#### [Exercise prompt]
The answer must consist of every line from the entries that holds the word "hillside".
*** Provided data ***
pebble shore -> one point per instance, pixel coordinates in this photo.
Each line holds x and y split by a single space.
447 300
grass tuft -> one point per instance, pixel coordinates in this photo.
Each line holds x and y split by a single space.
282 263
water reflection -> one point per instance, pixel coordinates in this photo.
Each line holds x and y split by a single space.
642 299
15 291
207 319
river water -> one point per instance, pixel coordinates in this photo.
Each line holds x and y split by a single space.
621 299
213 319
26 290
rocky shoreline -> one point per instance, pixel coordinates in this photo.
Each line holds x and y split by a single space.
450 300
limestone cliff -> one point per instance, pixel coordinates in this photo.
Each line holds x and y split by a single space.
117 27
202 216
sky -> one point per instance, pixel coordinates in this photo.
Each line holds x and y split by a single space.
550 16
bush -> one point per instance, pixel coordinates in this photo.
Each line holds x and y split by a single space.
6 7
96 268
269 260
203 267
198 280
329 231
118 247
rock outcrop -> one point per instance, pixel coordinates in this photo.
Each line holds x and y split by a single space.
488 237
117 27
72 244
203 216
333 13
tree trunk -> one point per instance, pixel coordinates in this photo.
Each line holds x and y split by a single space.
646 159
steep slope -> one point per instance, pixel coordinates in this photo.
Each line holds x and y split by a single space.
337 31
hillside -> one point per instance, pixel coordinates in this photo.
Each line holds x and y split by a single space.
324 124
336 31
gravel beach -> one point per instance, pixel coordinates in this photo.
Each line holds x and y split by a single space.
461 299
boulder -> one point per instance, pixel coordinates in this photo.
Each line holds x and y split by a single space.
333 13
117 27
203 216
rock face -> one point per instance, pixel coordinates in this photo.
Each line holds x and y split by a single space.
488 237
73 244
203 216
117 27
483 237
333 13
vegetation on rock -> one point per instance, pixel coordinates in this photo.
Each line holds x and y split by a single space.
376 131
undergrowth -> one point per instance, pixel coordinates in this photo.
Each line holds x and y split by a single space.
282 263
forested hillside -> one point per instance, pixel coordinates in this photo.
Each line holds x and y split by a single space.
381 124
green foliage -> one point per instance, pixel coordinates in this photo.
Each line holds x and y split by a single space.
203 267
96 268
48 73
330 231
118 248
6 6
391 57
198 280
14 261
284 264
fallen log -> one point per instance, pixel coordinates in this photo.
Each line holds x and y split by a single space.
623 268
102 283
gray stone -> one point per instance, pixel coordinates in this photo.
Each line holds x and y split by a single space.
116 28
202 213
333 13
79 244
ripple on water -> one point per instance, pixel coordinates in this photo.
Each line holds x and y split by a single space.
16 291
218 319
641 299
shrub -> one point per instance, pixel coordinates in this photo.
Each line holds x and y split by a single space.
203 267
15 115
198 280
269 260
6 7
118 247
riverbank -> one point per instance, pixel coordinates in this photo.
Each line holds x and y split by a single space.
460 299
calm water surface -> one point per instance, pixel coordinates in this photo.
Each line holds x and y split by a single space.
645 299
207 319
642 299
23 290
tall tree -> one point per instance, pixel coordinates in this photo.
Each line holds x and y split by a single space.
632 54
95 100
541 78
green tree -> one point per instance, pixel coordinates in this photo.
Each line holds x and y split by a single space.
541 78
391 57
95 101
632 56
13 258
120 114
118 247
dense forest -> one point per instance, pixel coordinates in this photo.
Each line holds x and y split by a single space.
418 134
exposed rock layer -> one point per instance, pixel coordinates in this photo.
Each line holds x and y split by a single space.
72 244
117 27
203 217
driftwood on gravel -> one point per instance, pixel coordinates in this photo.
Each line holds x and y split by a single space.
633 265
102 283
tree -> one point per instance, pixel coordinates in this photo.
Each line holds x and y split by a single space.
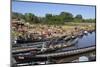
***
#### [Solution to the exercise]
hillside -> one point per instance, pixel coordinates in this photo.
forested hillside -> one point per instance, pixel coordinates in this photo.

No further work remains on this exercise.